Give back every entry below, unchanged.
** Opening TASK MATERIAL block **
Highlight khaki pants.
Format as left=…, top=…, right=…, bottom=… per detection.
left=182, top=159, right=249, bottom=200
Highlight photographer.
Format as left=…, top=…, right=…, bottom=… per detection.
** Closing TASK MATERIAL block **
§ **ANSWER TO THE PROBLEM**
Highlight khaki pants.
Format as left=…, top=…, right=…, bottom=… per detection.
left=182, top=159, right=249, bottom=200
Highlight photographer.
Format as left=…, top=…, right=…, bottom=… per detection.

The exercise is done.